(Сохранённые данные)
--------------------------------

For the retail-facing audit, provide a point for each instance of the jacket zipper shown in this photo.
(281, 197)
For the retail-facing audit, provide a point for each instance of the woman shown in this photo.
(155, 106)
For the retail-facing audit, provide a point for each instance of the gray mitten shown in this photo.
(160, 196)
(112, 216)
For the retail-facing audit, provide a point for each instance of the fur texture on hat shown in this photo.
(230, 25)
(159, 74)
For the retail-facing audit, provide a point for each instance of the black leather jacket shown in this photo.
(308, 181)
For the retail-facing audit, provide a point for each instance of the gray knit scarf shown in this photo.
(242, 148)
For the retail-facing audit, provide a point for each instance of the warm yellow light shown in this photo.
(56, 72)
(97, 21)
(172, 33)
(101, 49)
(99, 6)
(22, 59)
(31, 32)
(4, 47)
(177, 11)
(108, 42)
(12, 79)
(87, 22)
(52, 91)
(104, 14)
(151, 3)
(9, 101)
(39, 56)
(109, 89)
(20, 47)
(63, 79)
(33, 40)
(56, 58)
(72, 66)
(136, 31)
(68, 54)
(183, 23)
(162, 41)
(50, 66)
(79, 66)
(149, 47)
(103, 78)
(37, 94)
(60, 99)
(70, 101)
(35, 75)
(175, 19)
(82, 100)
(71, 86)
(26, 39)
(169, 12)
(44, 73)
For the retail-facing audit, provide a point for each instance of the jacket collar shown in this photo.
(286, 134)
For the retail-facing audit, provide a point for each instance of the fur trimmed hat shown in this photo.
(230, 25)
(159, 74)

--------------------------------

Перепишите все данные выше в виде таблицы Markdown со столбцами «№» и «Строка», где в первом столбце стоит порядковый номер, а во втором сама строка. Пустые строки в таблицу не включайте.

| № | Строка |
|---|---|
| 1 | For the retail-facing audit, provide a point for each instance of the jacket zipper shown in this photo. |
| 2 | (281, 197) |
| 3 | For the retail-facing audit, provide a point for each instance of the woman shown in this photo. |
| 4 | (155, 106) |
| 5 | For the retail-facing audit, provide a point for each instance of the gray mitten shown in this photo. |
| 6 | (160, 196) |
| 7 | (112, 216) |
| 8 | For the retail-facing audit, provide a point for each instance of the fur texture on hat shown in this photo. |
| 9 | (230, 25) |
| 10 | (159, 74) |
| 11 | For the retail-facing audit, provide a point for each instance of the black leather jacket shown in this photo. |
| 12 | (308, 181) |
| 13 | For the retail-facing audit, provide a point for each instance of the gray knit scarf shown in this photo. |
| 14 | (242, 148) |
| 15 | For the retail-facing audit, provide a point for each instance of the warm yellow light shown in this photo. |
| 16 | (56, 72) |
| 17 | (97, 21) |
| 18 | (172, 33) |
| 19 | (101, 49) |
| 20 | (99, 6) |
| 21 | (22, 59) |
| 22 | (31, 32) |
| 23 | (4, 47) |
| 24 | (177, 11) |
| 25 | (108, 42) |
| 26 | (12, 79) |
| 27 | (87, 22) |
| 28 | (52, 91) |
| 29 | (104, 14) |
| 30 | (151, 3) |
| 31 | (9, 101) |
| 32 | (39, 56) |
| 33 | (109, 89) |
| 34 | (20, 47) |
| 35 | (63, 79) |
| 36 | (33, 40) |
| 37 | (56, 58) |
| 38 | (72, 66) |
| 39 | (136, 31) |
| 40 | (68, 54) |
| 41 | (183, 23) |
| 42 | (162, 41) |
| 43 | (50, 66) |
| 44 | (79, 66) |
| 45 | (149, 47) |
| 46 | (103, 78) |
| 47 | (37, 94) |
| 48 | (60, 99) |
| 49 | (70, 101) |
| 50 | (35, 75) |
| 51 | (175, 19) |
| 52 | (82, 100) |
| 53 | (71, 86) |
| 54 | (26, 39) |
| 55 | (169, 12) |
| 56 | (44, 73) |
| 57 | For the retail-facing audit, provide a point for each instance of the jacket collar shown in this photo. |
| 58 | (286, 134) |
| 59 | For the retail-facing audit, provide a point for each instance of the fur trimmed hat shown in this photo. |
| 60 | (230, 25) |
| 61 | (159, 74) |